- _Problem set_
(a) Answer these questions from the eye emergency scenarios:
(i) What is seen at the fovea in the patient with sudden painless visual loss?
(ii) What term names the pale white reflex seen in the 2-year-old child?
(iii) In how many quadrants are flame-shaped hemorrhages seen in the self-check case?
(b) Pick up the eye emergency scenarios after their final sentence and carry them on.

*** Selected text ***

Scenario 4 — Acute visual loss. A 70-year-old man with sudden painless total visual loss in one eye. On fundoscopy: pallid, milky-white retina with a cherry-red spot at the fovea. This is central retinal artery occlusion (CRAO) — a true ocular emergency. Management must begin within 90 minutes to have any chance of visual recovery: immediate referral to ophthalmology, ocular massage, and urgent work-up for carotid disease and cardiac embolic source.
Scenario 5 — Child with white pupil. A 2-year-old child brought in because the parents noticed a white glow in photographs. The red reflex is absent and replaced by a pale white reflex (leukocoria). This is retinoblastoma until proven otherwise — a life-threatening emergency requiring urgent ophthalmological referral. Do NOT reassure the parents.
SELF-CHECK
On fundoscopy of a diabetic patient, you see flame-shaped haemorrhages in all four quadrants, markedly dilated and tortuous veins, and disc swelling. What is the most likely diagnosis?

*** End of Selected text ***
*** Study material ***

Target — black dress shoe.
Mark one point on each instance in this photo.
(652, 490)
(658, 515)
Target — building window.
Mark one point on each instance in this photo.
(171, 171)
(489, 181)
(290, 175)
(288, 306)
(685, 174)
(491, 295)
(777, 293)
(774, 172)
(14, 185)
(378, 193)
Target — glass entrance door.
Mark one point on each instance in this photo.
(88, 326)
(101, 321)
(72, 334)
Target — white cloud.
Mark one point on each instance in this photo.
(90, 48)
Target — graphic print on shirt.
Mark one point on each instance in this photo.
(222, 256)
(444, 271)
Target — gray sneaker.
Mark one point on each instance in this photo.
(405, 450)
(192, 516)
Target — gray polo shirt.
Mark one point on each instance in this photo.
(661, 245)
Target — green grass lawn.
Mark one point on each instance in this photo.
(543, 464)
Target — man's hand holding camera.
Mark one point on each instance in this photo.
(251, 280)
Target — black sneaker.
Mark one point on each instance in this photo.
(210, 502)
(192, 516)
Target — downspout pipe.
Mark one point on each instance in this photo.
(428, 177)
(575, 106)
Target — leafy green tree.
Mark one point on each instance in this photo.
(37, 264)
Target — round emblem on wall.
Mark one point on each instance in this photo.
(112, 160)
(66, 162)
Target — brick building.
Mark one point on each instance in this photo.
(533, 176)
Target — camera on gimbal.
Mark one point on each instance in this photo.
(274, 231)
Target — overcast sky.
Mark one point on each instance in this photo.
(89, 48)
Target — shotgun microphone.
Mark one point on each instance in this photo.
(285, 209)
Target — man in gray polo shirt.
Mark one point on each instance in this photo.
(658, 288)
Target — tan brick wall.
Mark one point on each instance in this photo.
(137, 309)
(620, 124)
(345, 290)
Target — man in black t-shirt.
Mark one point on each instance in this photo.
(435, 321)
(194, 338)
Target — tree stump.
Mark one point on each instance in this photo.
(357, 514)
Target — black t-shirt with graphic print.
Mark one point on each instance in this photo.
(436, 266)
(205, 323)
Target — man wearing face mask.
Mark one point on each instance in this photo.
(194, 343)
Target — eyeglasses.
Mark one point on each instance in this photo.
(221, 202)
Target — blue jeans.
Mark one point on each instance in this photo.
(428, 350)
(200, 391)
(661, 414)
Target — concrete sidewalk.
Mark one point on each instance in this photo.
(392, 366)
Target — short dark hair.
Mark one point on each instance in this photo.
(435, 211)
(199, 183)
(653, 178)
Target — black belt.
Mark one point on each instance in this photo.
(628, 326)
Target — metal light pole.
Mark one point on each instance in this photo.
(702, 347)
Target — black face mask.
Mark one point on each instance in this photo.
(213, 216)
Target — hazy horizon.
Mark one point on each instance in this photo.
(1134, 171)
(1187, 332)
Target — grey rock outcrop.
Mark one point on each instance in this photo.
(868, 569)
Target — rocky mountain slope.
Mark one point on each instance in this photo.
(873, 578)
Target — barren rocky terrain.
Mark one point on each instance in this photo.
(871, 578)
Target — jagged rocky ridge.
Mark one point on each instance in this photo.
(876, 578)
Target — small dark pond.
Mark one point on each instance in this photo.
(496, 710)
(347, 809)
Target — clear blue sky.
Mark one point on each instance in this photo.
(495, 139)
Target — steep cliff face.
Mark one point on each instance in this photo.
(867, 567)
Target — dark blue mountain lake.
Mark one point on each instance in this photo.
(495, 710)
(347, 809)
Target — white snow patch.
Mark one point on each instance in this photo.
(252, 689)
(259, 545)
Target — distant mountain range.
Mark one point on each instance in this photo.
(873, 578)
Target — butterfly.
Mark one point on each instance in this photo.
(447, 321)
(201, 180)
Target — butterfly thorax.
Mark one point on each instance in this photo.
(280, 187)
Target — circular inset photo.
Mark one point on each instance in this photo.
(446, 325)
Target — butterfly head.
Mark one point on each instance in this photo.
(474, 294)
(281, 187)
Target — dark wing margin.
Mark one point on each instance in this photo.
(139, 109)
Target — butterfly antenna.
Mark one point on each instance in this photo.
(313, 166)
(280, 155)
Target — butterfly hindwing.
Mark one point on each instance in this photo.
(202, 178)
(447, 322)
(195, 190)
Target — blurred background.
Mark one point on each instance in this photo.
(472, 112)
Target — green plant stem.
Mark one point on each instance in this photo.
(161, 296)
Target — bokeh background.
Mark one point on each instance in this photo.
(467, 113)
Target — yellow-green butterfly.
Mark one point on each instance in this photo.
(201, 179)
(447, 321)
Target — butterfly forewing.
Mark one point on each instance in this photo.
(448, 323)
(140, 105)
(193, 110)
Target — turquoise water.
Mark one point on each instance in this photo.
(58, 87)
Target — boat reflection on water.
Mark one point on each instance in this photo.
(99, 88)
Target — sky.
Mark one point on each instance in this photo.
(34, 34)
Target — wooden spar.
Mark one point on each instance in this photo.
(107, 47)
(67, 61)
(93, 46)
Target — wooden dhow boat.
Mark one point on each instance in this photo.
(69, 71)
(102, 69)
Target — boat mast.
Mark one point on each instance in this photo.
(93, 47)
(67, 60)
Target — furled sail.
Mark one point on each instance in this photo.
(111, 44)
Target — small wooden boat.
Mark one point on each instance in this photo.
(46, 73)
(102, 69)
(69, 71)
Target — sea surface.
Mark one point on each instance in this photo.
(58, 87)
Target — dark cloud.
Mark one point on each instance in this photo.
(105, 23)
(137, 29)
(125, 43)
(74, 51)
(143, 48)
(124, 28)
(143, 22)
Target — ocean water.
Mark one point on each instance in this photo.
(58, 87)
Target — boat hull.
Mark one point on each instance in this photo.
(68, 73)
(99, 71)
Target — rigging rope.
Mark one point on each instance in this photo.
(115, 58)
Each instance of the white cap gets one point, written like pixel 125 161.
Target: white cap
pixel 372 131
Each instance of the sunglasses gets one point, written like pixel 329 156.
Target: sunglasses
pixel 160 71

*** End of Study material ***

- _Answers for this exercise_
(a)
(i) A cherry-red spot
(ii) Leukocoria
(iii) All four quadrants

(b)
A. Proliferative diabetic retinopathy with neovascularisation on the disc
B. Central retinal vein occlusion (CRVO) — 'blood and thunder' fundus
C. Non-proliferative diabetic retinopathy with cotton-wool spots
D. Hypertensive retinopathy grade IV with papilloedema
Reveal Answer
Answer: B. Central retinal vein occlusion (CRVO) — 'blood and thunder' fundus
Flame haemorrhages in all four quadrants with severely dilated tortuous veins and disc swelling is the classic 'blood and thunder' fundus of CRVO (central retinal vein occlusion). PDR features neovascularisation (new vessel growth on the disc or retina) but not this pattern of all-quadrant flame haemorrhages with swollen disc. Hypertensive grade IV shows a different pattern: flame haemorrhages are present but accompanied by a macular star (hard exudates), and the veins are not as markedly dilated and tortuous as in CRVO.
Self-Assessment
Test your understanding of the ophthalmoscopy principles and normal fundus findings covered in this module. For each question, think through your reasoning before checking the answer.
Question 1. A colleague claims the image seen with a direct ophthalmoscope is 'real and inverted.' Is this correct? What is the correct description of the image?
Answer: Incorrect. The image with a direct ophthalmoscope is virtual and erect (upright). An erect, virtual, magnified image at approximately 15× is the characteristic of the direct instrument. The indirect ophthalmoscope produces a real and inverted image.
Question 2. You examine the optic discs of a 50-year-old and find a CDR of 0.6 in the right eye and 0.3 in the left eye. The IOP (measured separately) is 24 mmHg in the right and 16 mmHg in the left. What is the significance of the CDR asymmetry?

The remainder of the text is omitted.